##### Text section #####

Saturday, woke up around ten and got on first class, talked a bit, posted a blog about a few guys. around 12 i showered and shaved and all that fun stuff while listening to counting crows... it was very calming. got out of the shower, put some random clothes on and started straightening my hair. got it all straight then had my grandma cut and thin it... i was freaking out because i didnt trust her with my hair.... she did good. after that i washed my face with that vibrating cleanser thing, lovvveeee it. then i did my eye make-up, i tried to give myself the smokey eyes you know, i think it worked for the most part. i was blaring one of pink's old cd's at this point, got a call from sean saying he was going ot be on his way, i told him to slow down. painted my nails, took a few pictures, and then sean came over around 5:30. i know i said 5:30 but i ment closer to six. put on my dress and stuff really fast, went downstairs. i think everyone was kinda surprised i looked like a girl. we did the corsage thing and the pictures on the front porch thing then i told sean to leave like fast-ish, we left like slow-ish.
went to show my mom everything, she was at a biker party, took a picture of us at this random guy's house. then she tried to get us a wild wings hook-up... it didnt work. we ended up driving around trying to find kiki's number so that we could crash her and cindy's party at burger king. they pretty much left as we were eating. me and sean ate then left, we saw the lopezs while leaving , ew.
we went across the street to toys r us and fucked around for a long while, i was riding bikes, he was hula hooping, it was funny. after about 45 minuets of toys r us we went to the dance. saw people out front and hung out a bit, then went inside. couldnt find our piece of candy thing all night, damn hoes. they played some shitty-ish music, but it got better as the night progressed... for the crazy black people. we were pretty much all over until we decided to dance. fuckin kiki was all like grind its in your blood, so i did, it wasnt horrible but i hate dancing period so it was a bit much. im more of the jump around act like an idiot dancing person, not a serious slow dance/grinding person.
after the dance was over we went outside and hung out a bit, kept some people company, we didnt end up leaving until around 11:45. we were off to village in, got lost kinda. then we ate pie... mine had nuts on it... FAIL. went to a gas station, sean got shitty energy drink, then we were on the way to my house. he was freaking me out with his driving, nothing new, then i got home. i stole his cd then got all my shit back from his never ending pockets. got a hug, then went inside and talked to my grandparents a bit. they wanted to put my corsage in some shit but i told them to back off because i dont make decisions at 1 int he morning. got upstairs, changed, got on first class, posted a blog. went to sleep. i didnt even was my face... i still have the smokey eyes.

#####

_What is asked_
a) Duplicate a passage of the dance-day blog post, beginning at the words "went to show" and stopping after the words "leaving , ew.".
b) Answer these questions from the dance-day blog post:
(i) Who cut and thinned the writer's hair?
(ii) About how long did the writer and Sean spend at Toys R Us?
(iii) Around what time did they leave after the dance?

##### Stored rows #####

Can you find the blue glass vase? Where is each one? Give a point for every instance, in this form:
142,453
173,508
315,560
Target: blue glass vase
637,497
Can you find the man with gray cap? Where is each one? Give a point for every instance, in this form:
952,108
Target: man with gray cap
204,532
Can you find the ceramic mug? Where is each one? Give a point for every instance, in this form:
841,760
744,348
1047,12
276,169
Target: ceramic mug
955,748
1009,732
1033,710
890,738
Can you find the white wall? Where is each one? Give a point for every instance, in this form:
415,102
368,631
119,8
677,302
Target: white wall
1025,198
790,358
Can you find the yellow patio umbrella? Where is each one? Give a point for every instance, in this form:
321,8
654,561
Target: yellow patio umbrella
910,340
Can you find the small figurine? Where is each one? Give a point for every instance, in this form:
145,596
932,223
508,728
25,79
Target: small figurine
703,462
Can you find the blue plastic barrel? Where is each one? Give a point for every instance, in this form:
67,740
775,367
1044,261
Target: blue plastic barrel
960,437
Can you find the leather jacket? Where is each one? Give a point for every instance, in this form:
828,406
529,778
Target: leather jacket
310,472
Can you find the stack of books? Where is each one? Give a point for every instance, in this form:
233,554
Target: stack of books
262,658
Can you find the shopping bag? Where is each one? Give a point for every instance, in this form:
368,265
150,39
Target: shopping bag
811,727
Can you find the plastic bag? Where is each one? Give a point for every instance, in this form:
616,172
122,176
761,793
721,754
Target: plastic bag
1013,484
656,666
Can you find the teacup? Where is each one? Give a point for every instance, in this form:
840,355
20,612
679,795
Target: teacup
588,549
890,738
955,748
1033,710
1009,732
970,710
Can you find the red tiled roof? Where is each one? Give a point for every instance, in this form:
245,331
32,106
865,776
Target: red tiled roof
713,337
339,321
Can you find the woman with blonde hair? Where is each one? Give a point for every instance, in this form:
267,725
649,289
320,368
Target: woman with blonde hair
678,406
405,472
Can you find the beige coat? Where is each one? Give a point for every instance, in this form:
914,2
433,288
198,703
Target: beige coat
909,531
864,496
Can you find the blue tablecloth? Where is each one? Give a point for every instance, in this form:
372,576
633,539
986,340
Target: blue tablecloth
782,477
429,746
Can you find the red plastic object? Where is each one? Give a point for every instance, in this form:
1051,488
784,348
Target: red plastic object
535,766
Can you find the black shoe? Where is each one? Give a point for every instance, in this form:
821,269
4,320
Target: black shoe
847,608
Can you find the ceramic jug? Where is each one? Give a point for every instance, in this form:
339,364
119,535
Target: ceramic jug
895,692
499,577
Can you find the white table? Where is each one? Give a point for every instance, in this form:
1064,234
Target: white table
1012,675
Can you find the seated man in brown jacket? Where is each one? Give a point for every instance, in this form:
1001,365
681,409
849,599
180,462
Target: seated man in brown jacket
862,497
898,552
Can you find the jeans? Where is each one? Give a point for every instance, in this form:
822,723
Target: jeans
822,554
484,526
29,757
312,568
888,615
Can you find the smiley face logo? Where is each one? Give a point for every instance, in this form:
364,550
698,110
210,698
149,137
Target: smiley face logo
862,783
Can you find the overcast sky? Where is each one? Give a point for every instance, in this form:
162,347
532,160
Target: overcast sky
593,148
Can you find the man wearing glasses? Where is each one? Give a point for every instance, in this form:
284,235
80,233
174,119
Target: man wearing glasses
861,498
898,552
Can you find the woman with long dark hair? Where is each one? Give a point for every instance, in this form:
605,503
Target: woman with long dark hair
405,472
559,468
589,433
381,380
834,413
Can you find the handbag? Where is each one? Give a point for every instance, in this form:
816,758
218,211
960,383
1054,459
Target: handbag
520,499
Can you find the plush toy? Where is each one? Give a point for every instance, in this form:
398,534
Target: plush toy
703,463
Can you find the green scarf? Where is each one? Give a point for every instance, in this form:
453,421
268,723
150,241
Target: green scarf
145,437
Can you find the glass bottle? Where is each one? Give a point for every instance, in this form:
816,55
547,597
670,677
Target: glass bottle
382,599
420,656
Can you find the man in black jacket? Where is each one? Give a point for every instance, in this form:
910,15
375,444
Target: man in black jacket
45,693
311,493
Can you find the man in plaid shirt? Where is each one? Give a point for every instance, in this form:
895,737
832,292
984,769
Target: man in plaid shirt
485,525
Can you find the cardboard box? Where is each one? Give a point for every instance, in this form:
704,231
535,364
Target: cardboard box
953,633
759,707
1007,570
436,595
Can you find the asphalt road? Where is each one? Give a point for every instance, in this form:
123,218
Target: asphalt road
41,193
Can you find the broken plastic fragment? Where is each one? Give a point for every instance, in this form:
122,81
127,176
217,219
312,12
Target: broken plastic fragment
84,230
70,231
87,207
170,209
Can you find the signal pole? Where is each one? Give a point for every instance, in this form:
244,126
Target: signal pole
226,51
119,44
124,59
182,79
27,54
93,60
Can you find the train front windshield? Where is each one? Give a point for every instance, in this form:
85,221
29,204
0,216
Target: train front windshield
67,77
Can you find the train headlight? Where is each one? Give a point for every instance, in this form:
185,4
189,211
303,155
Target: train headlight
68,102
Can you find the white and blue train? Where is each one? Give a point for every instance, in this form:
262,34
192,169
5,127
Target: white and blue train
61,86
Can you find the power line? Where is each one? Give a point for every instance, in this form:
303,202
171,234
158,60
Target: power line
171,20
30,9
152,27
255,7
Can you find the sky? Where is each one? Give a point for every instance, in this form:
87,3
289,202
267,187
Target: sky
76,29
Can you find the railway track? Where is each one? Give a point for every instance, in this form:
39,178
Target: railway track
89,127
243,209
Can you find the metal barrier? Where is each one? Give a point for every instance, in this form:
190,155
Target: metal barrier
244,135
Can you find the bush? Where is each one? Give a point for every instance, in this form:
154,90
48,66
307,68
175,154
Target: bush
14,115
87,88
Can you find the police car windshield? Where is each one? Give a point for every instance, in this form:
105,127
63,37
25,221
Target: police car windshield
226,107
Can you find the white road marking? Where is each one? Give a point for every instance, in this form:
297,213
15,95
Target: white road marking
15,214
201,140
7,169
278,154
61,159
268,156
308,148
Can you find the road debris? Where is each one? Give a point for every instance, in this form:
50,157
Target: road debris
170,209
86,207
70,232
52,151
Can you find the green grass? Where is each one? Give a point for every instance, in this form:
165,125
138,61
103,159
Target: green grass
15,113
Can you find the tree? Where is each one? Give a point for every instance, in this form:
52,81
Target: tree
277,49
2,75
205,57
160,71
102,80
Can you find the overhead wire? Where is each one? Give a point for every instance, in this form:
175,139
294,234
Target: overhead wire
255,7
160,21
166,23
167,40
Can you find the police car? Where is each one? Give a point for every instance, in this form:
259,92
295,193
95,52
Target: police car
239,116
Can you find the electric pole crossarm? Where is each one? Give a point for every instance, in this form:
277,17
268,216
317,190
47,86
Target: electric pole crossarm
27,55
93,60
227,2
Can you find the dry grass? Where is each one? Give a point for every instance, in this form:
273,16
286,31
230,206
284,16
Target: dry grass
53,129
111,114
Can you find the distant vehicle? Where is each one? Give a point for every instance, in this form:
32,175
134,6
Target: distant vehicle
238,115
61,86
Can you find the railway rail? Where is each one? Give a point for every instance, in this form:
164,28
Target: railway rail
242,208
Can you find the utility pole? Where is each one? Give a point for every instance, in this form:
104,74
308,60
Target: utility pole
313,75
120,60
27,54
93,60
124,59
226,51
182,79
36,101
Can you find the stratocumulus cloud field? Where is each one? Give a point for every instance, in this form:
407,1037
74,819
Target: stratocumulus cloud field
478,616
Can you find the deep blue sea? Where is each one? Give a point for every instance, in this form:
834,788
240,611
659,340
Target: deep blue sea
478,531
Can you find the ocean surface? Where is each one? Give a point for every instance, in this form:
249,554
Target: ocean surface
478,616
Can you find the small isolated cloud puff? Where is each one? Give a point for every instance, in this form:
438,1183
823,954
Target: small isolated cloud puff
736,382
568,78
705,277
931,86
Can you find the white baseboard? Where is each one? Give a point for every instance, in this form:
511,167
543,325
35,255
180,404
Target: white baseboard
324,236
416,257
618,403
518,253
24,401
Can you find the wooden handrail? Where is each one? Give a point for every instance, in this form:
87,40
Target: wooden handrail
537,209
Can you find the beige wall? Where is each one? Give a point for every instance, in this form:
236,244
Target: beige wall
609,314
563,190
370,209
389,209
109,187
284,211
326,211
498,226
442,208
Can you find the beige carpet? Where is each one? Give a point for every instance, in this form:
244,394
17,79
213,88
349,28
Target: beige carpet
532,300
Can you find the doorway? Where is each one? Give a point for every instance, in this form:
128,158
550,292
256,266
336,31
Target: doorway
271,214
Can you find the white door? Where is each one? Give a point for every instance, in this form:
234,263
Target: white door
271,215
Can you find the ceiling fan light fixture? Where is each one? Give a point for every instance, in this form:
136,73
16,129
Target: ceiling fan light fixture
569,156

#####

_Answers to the problems_
a)
went to show my mom everything, she was at a biker party, took a picture of us at this random guy's house. then she tried to get us a wild wings hook-up... it didnt work. we ended up driving around trying to find kiki's number so that we could crash her and cindy's party at burger king. they pretty much left as we were eating. me and sean ate then left, we saw the lopezs while leaving , ew.

b)
(i) The writer's grandma
(ii) About 45 minutes
(iii) Around 11:45